Could you set down the listing below exactly and omit its images?

EXERCISE INPUT
────

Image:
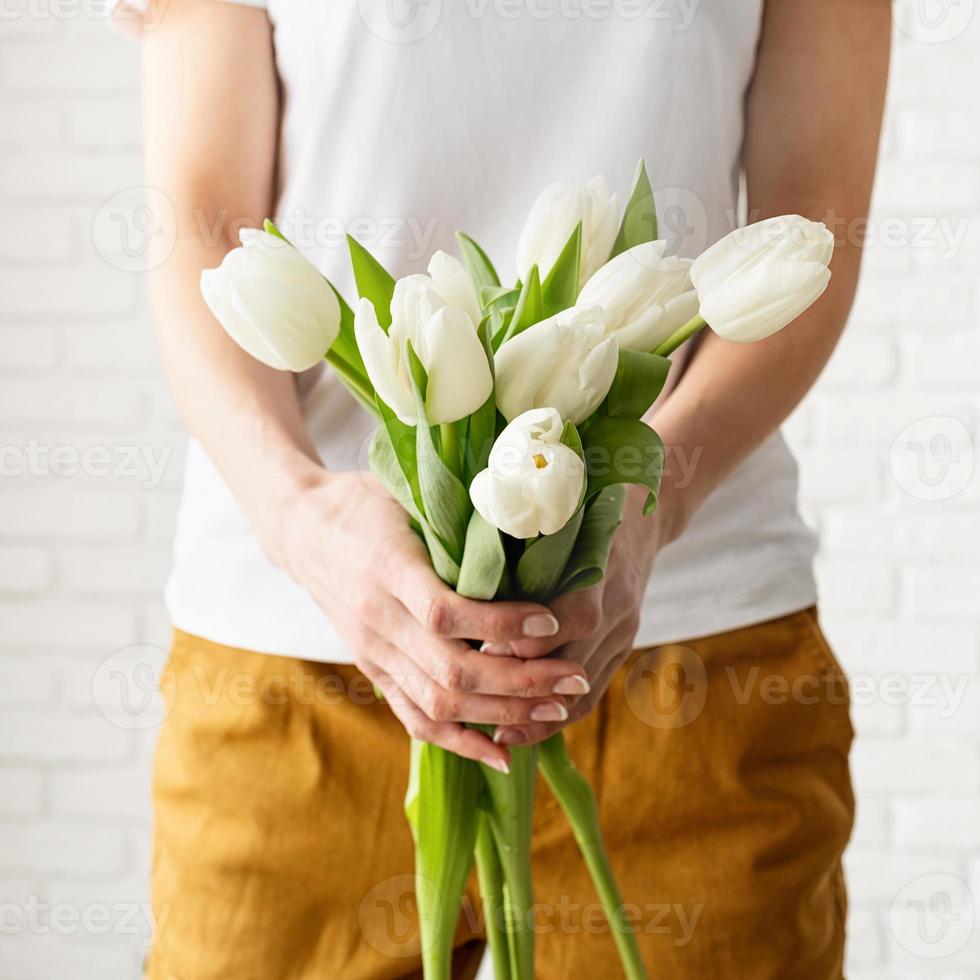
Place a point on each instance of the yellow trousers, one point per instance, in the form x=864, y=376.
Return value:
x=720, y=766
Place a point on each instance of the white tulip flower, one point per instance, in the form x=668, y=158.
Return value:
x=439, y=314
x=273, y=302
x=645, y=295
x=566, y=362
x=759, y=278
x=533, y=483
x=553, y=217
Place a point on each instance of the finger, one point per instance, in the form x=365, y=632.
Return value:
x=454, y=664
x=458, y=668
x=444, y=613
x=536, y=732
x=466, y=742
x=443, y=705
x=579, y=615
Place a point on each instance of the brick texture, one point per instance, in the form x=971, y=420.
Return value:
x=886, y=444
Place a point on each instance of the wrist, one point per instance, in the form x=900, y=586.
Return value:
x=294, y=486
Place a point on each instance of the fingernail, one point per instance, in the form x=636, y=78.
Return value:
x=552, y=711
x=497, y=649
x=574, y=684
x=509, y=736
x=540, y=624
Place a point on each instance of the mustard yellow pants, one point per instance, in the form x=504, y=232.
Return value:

────

EXPECTED ANSWER
Image:
Place a point on each instance of the yellow trousers, one point per instance, in the form x=864, y=376.
Return value:
x=720, y=766
Place a point on each instance of the white tulip flower, one point per instance, in the form x=668, y=158.
Return value:
x=439, y=314
x=273, y=302
x=645, y=295
x=566, y=362
x=759, y=278
x=533, y=483
x=553, y=217
Place a point on each instance of the finger, one point per instance, in the form x=365, y=632.
Return value:
x=454, y=664
x=458, y=668
x=444, y=613
x=536, y=732
x=466, y=742
x=443, y=705
x=579, y=615
Place a point on each instance of the brick texture, one point per instance, in the form x=971, y=420.
Return value:
x=886, y=444
Place a point on each instance of the wrist, one point per instance, in the form x=900, y=586.
Return value:
x=294, y=486
Place a point on each instance of the fingernail, one point per instance, in the form x=636, y=78.
Return value:
x=552, y=711
x=497, y=649
x=574, y=684
x=509, y=736
x=540, y=624
Place a point on each instance of the mustard yellow pants, one point per instance, in the form x=504, y=232.
Return value:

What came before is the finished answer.